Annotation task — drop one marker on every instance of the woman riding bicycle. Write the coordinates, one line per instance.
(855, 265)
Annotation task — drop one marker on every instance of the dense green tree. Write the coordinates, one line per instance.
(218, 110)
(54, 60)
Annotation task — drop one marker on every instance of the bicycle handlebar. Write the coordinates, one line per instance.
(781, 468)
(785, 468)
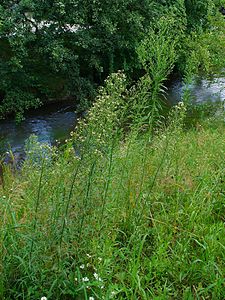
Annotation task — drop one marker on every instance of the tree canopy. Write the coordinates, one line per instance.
(52, 49)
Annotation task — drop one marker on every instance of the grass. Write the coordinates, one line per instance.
(145, 221)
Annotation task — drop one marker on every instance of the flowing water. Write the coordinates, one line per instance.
(50, 123)
(55, 121)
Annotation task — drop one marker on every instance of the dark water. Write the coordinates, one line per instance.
(52, 123)
(55, 121)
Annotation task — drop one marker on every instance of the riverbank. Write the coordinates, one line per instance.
(143, 221)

□ □ □

» **WHAT THIS TASK INVOLVES**
Convert the material above into a two-column CSV with the header instruction,points. Give one row per "Annotation task" line, with that line's text in one quoted field and the coordinates under it in another, and join multiple coordinate lines with spaces. Leave the pictures out.

» **FINAL RESULT**
instruction,points
"Annotation task — drop one marker on every instance of the woman riding bicycle. Write the coordinates, one line per instance.","(855, 265)"
"Annotation task — drop one marker on every instance of the dense green tree. Write the coordinates, one line per instance.","(218, 110) (54, 60)"
"Annotation task — drop one marker on every instance of the bicycle handlebar. Write the coordinates, one line per instance.","(781, 468) (785, 468)"
"Annotation task — drop one marker on every instance of the tree canopy. Write the coordinates, one line per instance.","(52, 49)"
"Annotation task — drop one marker on every instance of the grass. Write the coordinates, one line per instance.","(145, 221)"
"Annotation task — drop one marker on every instance of the flowing water. Write the coordinates, one line per instance.","(50, 123) (55, 121)"
"Annotation task — drop one marker on every instance of the dark water. Write the coordinates, one line per instance.","(52, 123) (55, 121)"
"Annotation task — drop one marker on every instance of the riverbank. Write the coordinates, one line per instance.","(143, 221)"